— Text shown —
______
The actor and Down spokesman associated the common practice of killing preborns who are diagnosed as possibly having Down with Nazi genocide. “People pushing that particular ‘Final Solution’ are saying that people like me should not exist,” Stephens continued. “That view is deeply prejudiced by an outdated idea of life with Down syndrome.”

He went on to explain that most folks with Down syndrome, like himself, lead happy and fulfilled lives. “I have a great life. I have lectured at universities, acted in award-winning film and Emmy-winning TV shows, and spoken to thousands of young people about the value of inclusion in making America great,” he shared.  

“I have been to the White House twice, and I didn’t have to jump the fence either time,” he joked.  

“Seriously, I don’t feel I should have to justify my existence,” he poignantly concluded.

Stephens referred to Iceland and other countries where health officials brag about eliminating Down, but only by promoting abortion for Down-diagnosed preborns.  In the United States, the March of Dimes funded and set up early amniocentesis testing centers and promoted early testing. The vast majority of babies who might have a handicap get aborted.

Stephens considers automatic abortion for a Downs diagnosis as evil as the Third Reich.  “I don’t feel I should have to justify my existence, but to those who question the value of people with Down syndrome, I would make three points,” he said.  

“First, we are a medical gift to society. A blueprint for medical research into cancer, Alzheimer’s, and immune systems disorders,” he revealed.  

“Second, we are an unusually powerful source of happiness,” the advocate said. “A Harvard-based study has discovered that people with Down syndrome, as well as their parents and siblings, are happier than society at large. Surely, happiness is worth something!” he added.

“Finally… we are giving the world a chance to think about the ethics of choosing which humans get a chance at life,” Stephens boldly stated.
______
— Task instructions —
[1] Summarize the passage on Stephens and Down syndrome in two sentences.
[2] Carry on the passage about Stephens and Down syndrome from its final sentence onward.

[Saved entries]
______
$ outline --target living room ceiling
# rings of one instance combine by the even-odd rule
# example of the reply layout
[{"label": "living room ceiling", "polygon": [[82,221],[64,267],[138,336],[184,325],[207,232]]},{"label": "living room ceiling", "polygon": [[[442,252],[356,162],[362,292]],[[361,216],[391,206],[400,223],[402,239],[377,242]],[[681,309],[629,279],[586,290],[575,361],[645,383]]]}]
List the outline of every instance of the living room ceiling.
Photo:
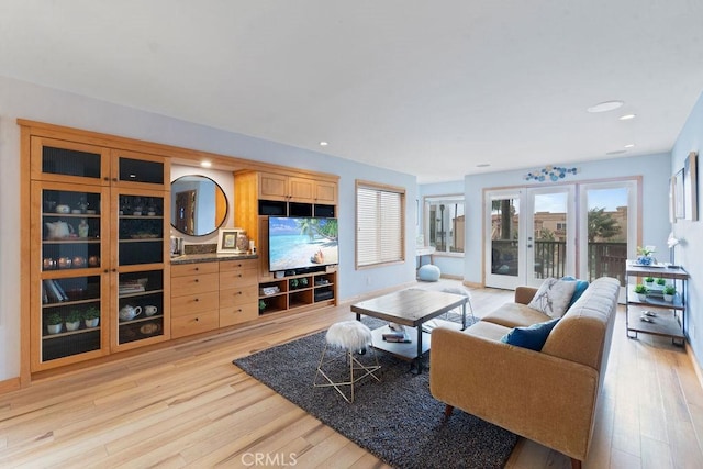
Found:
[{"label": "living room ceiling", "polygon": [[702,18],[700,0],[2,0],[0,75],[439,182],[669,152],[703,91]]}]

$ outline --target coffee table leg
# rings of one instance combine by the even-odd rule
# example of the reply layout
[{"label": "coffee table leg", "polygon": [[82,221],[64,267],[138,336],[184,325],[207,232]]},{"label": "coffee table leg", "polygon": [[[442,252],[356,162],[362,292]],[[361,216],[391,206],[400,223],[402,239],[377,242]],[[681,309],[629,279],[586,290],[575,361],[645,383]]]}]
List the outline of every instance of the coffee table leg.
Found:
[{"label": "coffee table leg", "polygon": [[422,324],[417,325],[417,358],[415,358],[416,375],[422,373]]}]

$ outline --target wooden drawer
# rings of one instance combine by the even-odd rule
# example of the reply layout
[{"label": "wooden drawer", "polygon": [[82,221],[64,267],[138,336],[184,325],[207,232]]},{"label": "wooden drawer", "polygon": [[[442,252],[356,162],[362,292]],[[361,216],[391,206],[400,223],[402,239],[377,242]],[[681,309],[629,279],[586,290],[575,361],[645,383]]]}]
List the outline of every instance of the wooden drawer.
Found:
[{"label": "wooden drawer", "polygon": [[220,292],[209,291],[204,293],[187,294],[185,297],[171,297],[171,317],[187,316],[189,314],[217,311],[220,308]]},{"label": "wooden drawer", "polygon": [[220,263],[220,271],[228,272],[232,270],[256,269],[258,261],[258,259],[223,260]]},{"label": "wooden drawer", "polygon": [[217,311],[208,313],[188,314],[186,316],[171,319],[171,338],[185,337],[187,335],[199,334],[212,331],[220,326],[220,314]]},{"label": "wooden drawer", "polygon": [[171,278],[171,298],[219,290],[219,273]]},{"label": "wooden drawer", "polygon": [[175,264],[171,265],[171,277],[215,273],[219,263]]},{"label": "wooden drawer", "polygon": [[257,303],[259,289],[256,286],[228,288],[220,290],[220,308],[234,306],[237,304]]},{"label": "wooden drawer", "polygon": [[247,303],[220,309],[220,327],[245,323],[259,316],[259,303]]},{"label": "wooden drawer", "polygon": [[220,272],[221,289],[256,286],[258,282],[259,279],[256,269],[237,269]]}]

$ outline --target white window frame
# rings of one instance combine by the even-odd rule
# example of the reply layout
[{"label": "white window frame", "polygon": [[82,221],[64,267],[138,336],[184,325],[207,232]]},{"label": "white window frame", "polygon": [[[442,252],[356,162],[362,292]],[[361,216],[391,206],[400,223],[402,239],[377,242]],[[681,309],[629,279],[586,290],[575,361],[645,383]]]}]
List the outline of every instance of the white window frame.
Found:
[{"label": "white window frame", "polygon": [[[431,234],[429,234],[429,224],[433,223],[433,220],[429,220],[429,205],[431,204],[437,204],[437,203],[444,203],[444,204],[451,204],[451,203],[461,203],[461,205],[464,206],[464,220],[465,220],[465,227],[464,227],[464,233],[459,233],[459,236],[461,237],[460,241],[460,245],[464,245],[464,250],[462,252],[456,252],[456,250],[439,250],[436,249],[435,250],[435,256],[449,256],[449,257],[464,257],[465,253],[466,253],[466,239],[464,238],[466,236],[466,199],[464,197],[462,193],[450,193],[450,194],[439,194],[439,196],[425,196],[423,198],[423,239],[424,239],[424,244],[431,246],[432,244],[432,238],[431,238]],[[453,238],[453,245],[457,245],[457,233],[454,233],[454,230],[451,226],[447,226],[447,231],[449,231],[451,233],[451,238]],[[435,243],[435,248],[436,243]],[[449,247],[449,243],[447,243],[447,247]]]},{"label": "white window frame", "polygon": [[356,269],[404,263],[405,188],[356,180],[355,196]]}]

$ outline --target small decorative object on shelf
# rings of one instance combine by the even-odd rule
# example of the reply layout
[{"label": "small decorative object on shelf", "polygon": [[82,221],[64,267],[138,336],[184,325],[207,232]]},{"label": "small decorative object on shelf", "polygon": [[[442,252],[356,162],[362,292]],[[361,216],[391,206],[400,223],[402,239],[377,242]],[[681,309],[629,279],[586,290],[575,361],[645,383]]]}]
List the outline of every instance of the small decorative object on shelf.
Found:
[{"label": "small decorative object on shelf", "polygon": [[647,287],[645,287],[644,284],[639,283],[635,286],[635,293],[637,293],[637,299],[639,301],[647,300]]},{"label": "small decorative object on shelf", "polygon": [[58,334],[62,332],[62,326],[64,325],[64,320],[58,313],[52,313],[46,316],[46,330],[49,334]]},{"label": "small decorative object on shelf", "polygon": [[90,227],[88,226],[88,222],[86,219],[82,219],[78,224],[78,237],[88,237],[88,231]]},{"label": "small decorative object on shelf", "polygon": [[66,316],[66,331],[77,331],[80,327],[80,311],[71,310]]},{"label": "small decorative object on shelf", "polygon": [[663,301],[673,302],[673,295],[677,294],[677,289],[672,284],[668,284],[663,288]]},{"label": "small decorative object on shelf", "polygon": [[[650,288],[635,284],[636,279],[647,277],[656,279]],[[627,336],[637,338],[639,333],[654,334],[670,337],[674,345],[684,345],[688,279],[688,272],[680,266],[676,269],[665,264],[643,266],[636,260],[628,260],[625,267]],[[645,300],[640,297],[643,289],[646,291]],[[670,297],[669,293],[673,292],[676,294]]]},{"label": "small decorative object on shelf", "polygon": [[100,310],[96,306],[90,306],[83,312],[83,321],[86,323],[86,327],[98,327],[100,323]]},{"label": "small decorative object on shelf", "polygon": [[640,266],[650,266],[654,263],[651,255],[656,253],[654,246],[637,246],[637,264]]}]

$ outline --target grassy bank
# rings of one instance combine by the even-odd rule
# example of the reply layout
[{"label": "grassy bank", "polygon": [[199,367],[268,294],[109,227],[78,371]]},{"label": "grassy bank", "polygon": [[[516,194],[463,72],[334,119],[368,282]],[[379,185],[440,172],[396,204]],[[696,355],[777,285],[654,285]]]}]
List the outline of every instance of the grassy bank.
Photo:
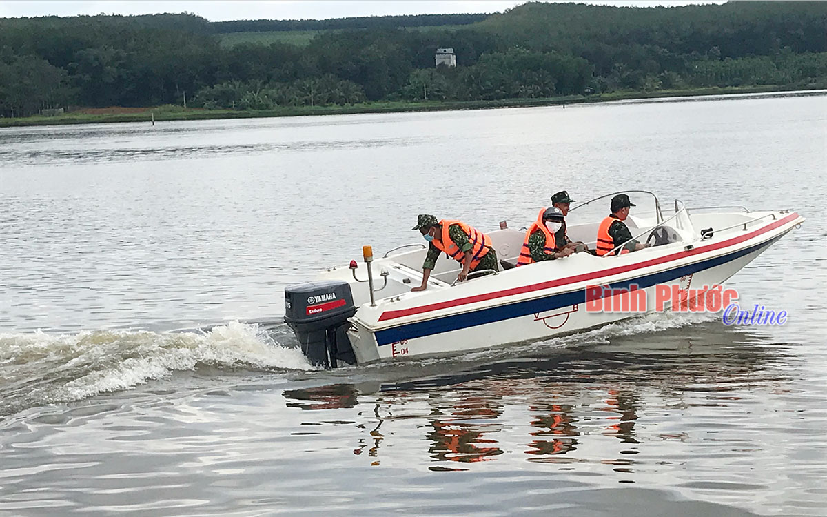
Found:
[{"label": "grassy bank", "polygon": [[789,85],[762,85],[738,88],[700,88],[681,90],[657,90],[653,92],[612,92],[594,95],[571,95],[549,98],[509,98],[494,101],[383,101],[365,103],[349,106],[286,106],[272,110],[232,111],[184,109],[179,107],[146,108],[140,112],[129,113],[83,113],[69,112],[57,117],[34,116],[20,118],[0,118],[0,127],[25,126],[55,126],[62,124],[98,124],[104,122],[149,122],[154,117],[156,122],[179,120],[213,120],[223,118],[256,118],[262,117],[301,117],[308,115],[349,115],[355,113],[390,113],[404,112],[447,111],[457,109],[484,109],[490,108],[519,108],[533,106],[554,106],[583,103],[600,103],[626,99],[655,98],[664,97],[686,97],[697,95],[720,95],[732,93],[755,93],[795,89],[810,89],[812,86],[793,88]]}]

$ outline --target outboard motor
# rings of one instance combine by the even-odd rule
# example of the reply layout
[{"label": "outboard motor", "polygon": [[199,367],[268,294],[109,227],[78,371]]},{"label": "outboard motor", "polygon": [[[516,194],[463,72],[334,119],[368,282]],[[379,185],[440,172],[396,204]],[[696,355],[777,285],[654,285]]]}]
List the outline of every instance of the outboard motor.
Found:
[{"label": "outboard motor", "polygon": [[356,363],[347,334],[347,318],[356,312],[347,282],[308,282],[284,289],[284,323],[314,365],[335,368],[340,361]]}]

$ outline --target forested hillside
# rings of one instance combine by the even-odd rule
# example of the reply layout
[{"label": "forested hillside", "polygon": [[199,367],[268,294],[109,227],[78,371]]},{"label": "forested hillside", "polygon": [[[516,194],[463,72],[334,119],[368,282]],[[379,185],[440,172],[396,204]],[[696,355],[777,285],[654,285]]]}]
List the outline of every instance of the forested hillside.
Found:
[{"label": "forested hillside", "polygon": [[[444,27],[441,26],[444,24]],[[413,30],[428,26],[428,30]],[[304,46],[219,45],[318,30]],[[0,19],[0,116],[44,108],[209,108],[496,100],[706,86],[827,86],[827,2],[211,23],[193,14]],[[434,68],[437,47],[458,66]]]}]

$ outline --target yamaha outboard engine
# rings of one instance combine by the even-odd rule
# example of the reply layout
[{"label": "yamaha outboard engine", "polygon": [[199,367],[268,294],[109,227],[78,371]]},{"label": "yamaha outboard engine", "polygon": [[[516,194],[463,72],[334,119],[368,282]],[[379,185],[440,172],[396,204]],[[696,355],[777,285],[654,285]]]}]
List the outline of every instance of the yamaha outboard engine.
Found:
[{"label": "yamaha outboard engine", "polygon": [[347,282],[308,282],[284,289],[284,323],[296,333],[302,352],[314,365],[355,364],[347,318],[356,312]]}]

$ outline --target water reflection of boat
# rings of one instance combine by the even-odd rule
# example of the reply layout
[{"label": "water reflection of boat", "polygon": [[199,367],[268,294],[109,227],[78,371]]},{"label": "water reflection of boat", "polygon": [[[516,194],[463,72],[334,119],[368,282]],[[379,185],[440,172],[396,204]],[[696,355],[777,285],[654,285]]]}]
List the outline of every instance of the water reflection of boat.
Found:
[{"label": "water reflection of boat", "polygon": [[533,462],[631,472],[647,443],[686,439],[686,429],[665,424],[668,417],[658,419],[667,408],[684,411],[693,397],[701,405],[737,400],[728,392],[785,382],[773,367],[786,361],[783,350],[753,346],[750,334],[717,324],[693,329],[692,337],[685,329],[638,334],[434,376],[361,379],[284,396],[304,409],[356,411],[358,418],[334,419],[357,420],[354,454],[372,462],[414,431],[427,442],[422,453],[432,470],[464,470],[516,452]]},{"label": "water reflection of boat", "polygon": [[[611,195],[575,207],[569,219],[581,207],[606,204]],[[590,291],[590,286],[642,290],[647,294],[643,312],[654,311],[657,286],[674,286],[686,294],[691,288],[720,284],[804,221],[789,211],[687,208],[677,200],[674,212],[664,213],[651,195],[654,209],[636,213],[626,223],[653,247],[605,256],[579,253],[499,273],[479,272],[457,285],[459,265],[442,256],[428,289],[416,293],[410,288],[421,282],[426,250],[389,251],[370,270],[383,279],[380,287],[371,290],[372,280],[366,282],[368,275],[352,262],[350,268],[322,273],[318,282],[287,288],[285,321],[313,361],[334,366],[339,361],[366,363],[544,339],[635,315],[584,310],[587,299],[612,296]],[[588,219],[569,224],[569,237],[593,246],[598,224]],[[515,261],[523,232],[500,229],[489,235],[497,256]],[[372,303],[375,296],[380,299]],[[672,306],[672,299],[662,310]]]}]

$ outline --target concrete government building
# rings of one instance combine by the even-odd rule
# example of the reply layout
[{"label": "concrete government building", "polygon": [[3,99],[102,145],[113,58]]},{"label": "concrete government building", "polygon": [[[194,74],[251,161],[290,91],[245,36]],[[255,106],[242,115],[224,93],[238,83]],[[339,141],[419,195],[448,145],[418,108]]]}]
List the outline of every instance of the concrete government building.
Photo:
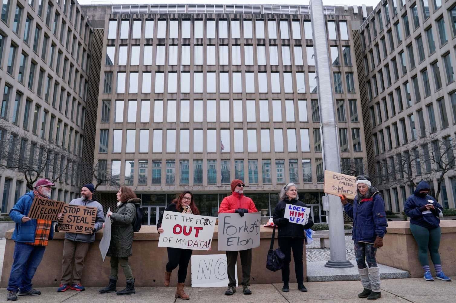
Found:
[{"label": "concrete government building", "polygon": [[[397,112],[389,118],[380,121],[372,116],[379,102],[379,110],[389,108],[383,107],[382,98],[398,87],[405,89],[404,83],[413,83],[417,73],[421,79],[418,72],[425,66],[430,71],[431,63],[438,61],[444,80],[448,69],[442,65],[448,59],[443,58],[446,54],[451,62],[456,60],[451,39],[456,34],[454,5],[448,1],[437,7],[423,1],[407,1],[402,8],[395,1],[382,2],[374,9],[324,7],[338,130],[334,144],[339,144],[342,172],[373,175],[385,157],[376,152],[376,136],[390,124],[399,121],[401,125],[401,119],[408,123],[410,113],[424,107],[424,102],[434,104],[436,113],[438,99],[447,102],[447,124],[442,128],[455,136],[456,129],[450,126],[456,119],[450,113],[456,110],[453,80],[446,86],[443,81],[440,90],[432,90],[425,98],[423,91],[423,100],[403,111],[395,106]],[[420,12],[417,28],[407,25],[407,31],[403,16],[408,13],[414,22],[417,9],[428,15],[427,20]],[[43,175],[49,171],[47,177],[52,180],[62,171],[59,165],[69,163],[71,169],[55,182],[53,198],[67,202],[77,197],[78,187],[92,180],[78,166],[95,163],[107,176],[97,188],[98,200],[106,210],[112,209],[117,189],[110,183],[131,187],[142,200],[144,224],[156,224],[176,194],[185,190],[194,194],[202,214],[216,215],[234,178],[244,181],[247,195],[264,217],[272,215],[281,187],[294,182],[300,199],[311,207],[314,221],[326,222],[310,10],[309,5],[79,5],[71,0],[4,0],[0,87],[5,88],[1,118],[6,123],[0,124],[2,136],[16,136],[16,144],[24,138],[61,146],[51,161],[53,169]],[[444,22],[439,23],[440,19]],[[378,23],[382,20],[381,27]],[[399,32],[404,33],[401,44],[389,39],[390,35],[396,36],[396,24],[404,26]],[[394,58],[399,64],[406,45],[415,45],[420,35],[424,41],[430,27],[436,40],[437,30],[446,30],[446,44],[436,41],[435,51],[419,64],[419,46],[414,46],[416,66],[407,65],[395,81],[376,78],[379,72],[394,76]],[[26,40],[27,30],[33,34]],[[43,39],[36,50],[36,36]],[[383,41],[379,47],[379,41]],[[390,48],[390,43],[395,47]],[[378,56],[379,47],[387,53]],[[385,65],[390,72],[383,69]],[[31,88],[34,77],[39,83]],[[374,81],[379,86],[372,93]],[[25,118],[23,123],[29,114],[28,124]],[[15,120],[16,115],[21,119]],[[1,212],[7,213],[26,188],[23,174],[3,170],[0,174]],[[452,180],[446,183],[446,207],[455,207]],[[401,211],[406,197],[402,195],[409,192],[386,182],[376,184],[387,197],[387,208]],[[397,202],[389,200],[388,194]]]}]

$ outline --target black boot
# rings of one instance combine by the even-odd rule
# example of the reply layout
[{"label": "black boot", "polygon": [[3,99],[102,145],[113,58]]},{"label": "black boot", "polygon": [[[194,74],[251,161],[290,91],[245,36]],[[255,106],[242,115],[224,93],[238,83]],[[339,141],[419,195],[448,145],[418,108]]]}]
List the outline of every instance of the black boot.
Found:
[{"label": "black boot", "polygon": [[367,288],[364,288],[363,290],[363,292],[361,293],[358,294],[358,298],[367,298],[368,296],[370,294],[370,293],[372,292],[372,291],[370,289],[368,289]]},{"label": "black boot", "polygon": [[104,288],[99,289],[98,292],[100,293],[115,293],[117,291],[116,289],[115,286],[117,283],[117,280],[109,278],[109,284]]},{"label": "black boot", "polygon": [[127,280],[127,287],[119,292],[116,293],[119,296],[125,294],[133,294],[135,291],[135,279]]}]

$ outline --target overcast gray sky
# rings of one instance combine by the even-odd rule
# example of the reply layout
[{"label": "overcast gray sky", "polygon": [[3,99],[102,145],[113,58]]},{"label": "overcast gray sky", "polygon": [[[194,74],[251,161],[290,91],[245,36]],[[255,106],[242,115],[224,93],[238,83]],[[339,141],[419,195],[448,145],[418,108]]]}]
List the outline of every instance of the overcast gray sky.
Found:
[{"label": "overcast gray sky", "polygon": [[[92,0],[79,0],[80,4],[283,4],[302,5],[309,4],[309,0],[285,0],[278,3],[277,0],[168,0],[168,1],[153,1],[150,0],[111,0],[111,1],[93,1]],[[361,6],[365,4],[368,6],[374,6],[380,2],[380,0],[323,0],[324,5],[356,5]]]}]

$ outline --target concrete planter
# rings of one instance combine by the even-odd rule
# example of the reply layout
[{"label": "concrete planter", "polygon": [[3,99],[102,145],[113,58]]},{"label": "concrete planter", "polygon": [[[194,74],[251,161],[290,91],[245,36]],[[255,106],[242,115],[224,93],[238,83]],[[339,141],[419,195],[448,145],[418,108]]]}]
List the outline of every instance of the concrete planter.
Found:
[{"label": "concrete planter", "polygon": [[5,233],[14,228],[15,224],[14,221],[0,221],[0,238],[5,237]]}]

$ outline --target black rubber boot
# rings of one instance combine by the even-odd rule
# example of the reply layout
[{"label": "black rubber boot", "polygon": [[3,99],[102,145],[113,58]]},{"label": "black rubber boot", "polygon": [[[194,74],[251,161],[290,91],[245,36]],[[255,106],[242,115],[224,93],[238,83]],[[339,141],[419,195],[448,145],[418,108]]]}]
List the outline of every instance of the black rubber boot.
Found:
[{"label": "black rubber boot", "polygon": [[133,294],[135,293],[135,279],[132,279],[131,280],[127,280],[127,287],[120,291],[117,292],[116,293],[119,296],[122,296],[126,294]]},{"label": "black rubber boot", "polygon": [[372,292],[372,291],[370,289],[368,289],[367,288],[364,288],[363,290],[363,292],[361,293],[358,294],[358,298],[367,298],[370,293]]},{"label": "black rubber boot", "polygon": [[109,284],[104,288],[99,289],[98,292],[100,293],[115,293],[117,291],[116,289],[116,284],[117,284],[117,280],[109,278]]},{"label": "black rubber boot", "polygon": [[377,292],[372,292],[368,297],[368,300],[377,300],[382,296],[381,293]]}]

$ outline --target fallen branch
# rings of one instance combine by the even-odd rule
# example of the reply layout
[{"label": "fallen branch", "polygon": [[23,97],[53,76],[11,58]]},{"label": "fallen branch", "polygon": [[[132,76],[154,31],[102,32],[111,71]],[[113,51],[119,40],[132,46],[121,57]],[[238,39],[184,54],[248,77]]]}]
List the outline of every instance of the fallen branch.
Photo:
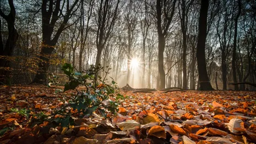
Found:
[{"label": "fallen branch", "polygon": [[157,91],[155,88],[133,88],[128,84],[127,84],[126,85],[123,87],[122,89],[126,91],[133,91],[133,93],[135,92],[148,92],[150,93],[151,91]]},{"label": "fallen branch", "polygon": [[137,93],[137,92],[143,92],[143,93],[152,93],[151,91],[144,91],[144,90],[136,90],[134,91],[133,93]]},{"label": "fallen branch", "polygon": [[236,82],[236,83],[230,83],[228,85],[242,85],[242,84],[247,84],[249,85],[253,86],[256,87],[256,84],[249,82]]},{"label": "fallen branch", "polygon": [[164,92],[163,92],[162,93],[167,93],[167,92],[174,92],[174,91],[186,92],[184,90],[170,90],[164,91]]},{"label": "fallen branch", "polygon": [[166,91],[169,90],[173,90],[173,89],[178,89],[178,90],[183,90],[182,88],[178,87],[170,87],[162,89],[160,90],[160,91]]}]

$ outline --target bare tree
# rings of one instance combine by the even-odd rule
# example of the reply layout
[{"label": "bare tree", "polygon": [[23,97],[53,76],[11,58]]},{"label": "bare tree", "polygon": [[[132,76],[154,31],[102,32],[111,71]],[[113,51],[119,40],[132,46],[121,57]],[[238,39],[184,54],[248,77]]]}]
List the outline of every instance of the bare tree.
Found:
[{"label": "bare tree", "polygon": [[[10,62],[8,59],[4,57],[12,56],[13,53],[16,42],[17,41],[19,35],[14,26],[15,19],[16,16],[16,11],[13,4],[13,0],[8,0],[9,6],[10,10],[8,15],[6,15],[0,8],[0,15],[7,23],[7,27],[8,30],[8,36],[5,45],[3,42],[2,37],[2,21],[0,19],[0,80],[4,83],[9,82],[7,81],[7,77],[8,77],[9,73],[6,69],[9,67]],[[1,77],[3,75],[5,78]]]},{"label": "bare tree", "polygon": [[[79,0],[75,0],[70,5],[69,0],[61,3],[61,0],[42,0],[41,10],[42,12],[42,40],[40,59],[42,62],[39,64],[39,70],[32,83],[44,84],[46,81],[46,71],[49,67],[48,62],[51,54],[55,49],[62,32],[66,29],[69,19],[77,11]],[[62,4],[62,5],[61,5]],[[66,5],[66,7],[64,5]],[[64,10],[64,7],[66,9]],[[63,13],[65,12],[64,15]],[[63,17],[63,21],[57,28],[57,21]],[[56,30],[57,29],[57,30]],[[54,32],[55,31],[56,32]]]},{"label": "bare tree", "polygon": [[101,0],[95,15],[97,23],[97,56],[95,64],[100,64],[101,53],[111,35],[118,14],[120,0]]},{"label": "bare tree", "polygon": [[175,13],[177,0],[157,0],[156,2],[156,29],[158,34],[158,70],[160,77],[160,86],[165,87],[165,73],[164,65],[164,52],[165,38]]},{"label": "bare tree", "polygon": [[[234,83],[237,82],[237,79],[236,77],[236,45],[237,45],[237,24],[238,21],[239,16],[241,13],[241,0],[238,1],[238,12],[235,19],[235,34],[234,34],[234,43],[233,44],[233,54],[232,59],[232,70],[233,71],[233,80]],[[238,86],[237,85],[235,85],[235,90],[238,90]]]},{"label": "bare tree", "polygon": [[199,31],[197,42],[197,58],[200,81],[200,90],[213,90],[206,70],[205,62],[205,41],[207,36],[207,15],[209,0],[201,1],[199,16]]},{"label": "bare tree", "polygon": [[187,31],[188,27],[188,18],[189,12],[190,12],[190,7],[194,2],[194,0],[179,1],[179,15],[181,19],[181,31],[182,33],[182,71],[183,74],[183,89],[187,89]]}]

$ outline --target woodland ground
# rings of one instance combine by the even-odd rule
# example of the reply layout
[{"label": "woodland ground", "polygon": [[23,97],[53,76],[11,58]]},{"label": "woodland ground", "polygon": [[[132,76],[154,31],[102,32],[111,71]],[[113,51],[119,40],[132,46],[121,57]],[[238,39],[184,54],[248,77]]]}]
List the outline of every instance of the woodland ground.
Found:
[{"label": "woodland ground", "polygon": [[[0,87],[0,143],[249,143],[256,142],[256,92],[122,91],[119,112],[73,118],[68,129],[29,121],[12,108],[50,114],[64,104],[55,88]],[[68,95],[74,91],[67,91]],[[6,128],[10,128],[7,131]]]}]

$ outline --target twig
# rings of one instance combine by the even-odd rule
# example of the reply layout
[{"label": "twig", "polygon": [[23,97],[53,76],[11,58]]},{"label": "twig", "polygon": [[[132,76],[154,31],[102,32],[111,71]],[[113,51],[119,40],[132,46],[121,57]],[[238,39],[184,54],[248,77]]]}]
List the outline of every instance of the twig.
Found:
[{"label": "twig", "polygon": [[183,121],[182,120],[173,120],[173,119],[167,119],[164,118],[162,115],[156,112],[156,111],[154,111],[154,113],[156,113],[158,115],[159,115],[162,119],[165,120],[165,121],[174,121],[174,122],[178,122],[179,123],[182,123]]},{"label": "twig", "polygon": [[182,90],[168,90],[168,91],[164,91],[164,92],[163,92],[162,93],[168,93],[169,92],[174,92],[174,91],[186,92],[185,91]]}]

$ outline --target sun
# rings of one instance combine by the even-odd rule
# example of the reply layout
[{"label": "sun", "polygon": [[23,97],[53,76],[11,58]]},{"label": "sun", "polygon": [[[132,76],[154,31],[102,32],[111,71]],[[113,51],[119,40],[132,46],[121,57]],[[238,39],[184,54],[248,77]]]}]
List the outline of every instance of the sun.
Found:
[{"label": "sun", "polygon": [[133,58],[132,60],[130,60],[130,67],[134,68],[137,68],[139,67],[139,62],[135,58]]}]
______
— Outputs by task —
[1] Stephens, an actor and Down syndrome spokesman, compared the common practice of aborting preborns diagnosed as possibly having Down syndrome to Nazi genocide, and said that most people with the condition, like him, lead happy and fulfilled lives. To those who question their value, he made three points: people with Down syndrome are a medical gift to society, an unusually powerful source of happiness, and a chance for the world to think about the ethics of choosing which humans get a chance at life.

[2]
Concluding his utilitarian argument for the sake of those who do not see the humanity in people with Down syndrome, Stephens said, “So, we are helping to defeat cancer, and Alzheimer’s, and we make the world a happier place.” He then rhetorically asked, “Is there really no place for us in the world?”

Amniocentesis testing can be wrong. And newer, less invasive testing gives a false "positive" 50 percent of the time or more.

The Boston Globe published a study by the New England Center for Investigative Reporting that concluded "hundreds" of women are aborting healthy babies.

But Down syndrome or not, Stephens says every human being should have the right to life.

Stephens was there to fight for increased funds to go toward medical research of Down syndrome. After asking if Down people have a place in the world, he asked, “Is there really no place for us in the NIH budget?”

“In a deeply personal note, I cannot tell you how much it means to me that my extra chromosome might lead to the answer to Alzheimer’s,” he said. “It’s likely that (Down syndrome) might one day steal my memory, my very life, from me. This is very hard for me to say, but it has already begun to steal my mom from me. Please,” he pleaded with those listening, “think about all those people you love the way I love my mom. Help us make this difference -- if not for me and my mom, then for you and the ones you love,” he urged. “Fund this research!”

“Let’s be America, not Iceland or Denmark,” he said, referring to the 100 percent abortion rate for Down syndrome preborns. “Let’s pursue answers, not ‘Final Solutions.’“

Again Stephens repeated, “Let’s be America.” And his last line was, “Let’s make it our goal to be Alzheimer’s free, not Down syndrome free.”

Stephens thanked the committee for their time and consideration. You may view an edited version of his comments here. You may view his entire testimony here.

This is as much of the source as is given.